### [Brief]
Go through the material and set down every line without alteration.

### [Records for the task]
* * * * * * *
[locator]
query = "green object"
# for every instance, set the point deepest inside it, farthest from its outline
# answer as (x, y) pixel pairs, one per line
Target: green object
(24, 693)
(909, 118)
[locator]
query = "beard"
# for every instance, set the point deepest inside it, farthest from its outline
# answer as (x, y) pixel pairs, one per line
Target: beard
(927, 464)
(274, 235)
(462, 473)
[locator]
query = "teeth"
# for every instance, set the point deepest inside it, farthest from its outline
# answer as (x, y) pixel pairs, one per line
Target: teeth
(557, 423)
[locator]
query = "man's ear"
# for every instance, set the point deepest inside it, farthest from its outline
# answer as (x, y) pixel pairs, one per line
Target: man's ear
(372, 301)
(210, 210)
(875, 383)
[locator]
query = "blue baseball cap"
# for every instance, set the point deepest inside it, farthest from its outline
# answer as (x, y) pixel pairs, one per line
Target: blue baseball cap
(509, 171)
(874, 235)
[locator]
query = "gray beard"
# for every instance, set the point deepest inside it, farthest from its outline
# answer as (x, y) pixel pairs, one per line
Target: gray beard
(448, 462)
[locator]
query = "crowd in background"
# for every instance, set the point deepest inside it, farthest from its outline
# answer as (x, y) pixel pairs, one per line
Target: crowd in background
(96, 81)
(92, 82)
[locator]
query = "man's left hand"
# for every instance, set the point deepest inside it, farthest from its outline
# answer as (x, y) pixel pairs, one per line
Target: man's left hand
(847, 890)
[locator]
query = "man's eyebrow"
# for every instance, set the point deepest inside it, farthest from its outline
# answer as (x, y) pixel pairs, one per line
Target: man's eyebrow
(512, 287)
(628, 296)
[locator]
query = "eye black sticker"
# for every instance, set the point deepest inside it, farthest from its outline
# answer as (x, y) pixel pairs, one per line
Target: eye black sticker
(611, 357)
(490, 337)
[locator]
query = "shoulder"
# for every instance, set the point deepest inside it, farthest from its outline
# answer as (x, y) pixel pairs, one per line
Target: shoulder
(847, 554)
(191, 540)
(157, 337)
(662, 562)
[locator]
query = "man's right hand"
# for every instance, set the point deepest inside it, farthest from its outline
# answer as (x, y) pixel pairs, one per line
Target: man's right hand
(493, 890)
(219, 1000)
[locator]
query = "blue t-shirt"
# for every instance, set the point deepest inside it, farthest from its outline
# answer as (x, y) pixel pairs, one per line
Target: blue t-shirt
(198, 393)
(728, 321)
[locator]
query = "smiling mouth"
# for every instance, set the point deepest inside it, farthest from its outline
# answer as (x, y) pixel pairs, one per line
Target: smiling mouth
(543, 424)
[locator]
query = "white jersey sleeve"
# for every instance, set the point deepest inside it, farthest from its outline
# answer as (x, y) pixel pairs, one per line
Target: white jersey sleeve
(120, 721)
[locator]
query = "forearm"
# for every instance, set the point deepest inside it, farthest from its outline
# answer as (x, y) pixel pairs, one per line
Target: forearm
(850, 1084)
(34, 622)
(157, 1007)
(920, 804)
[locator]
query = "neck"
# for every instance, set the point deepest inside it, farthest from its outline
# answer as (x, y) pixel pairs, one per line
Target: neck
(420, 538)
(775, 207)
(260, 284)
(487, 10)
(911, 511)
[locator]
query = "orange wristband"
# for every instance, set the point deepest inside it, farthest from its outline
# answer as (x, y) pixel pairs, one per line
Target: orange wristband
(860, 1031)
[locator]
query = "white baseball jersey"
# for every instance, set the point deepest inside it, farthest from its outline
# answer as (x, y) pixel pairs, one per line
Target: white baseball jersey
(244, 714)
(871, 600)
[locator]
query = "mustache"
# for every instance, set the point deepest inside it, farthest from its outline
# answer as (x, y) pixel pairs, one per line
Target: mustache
* * * * * * *
### [Your solution]
[locator]
query = "green object"
# for every instance, set the point deepest inside it, farthest from its outline
# answer as (x, y) pixel pairs, one per line
Target: green object
(24, 693)
(909, 118)
[locator]
query = "beard"
# for every instance, set the point deepest inside it, farthest from its outline
# answer as (x, y) pixel pairs, one per line
Target: beard
(927, 464)
(274, 235)
(462, 473)
[locator]
query = "teeth"
# for every instance, set the point deepest inside it, farthest from its outline
# answer as (x, y) pixel pairs, one per line
Target: teeth
(557, 423)
[locator]
query = "man's ear"
# for every instance, set the point deepest inside it, farthest from its outline
# answer as (x, y) pixel pairs, one per line
Target: man's ear
(372, 301)
(210, 210)
(875, 383)
[locator]
query = "blue baseball cap"
# for every instance, set the point deepest inside it, farthest from its outline
# answer as (x, y) pixel pairs, one per line
Target: blue baseball cap
(509, 171)
(874, 235)
[locator]
query = "gray beard"
# for every instance, set the point deepest inside it, farthest from its outline
# answer as (x, y) pixel pairs, one per line
Target: gray beard
(448, 462)
[locator]
query = "crowd in background"
# for every instance, set the point deepest inside it, farthest from its outline
# answer as (x, y) pixel pairs, one per line
Target: crowd in background
(96, 81)
(92, 82)
[locator]
query = "man's left hand"
# for every instance, set the point deepest inside it, farthest from its outline
# answer as (x, y) pixel pairs, one per line
Target: man's left hand
(847, 890)
[locator]
query = "man's eyebrow"
# for every instance, set the point deepest inside it, farthest from its outline
# answer as (x, y) pixel pairs, one per line
Target: man's eyebrow
(512, 287)
(628, 296)
[locator]
query = "eye black sticker"
# for every instance, set the point deepest inside it, farthest from its outline
# answer as (x, y) pixel pairs, one per line
Target: eye black sticker
(611, 357)
(490, 337)
[locator]
query = "shoulder"
# for every instance, set the point deepest inside it, farthest from its outline
# answer as (x, y) pixel pairs, one per line
Target: shoulder
(847, 554)
(191, 540)
(157, 337)
(662, 562)
[locator]
query = "man's right hand"
# for every instance, set the point deepest inside it, farthest from its outline
# answer as (x, y) pixel pairs, one per line
Target: man's right hand
(493, 890)
(219, 1000)
[locator]
query = "blue t-shirt"
# for every instance, set the point deepest inside it, farthest from its outline
# answer as (x, y) pixel pairs, one per line
Target: blue t-shirt
(198, 393)
(728, 321)
[locator]
query = "smiling mouth"
# for every instance, set the point deepest inside it, farthest from its outline
# answer as (x, y) pixel pairs, one per line
Target: smiling mouth
(543, 424)
[locator]
query = "white jersey sleeve"
# for every instance, set the point deepest inside it, farthest from its outline
# answer as (x, y) pixel pairs, one per line
Target: white jersey sleeve
(120, 721)
[locator]
query = "forearm"
# for every instance, set the point deepest inside it, farthest from its outline
# answer as (x, y) pixel pairs, one per line
Target: forearm
(850, 1084)
(34, 622)
(157, 1007)
(920, 804)
[locator]
query = "neck"
# for every instance, set the point deepest inside it, farthest from its outline
# answer as (x, y) pixel pairs, one per line
Target: neck
(420, 538)
(775, 207)
(260, 284)
(487, 10)
(911, 511)
[locator]
query = "orange wristband"
# for every instance, set the point deepest inside it, farthest from its outline
# answer as (x, y) pixel pairs, one per line
Target: orange wristband
(860, 1031)
[locator]
query = "white baseball jersey"
# for every instance, set the point deepest inside it, farthest from its outline
# answer as (x, y) pixel pairs, one per line
Target: white baseball jersey
(244, 714)
(871, 600)
[locator]
query = "mustache"
# for every instance, set the point deepest inside it, farthest from its outline
# answer as (x, y) pixel pairs, one per line
Target: mustache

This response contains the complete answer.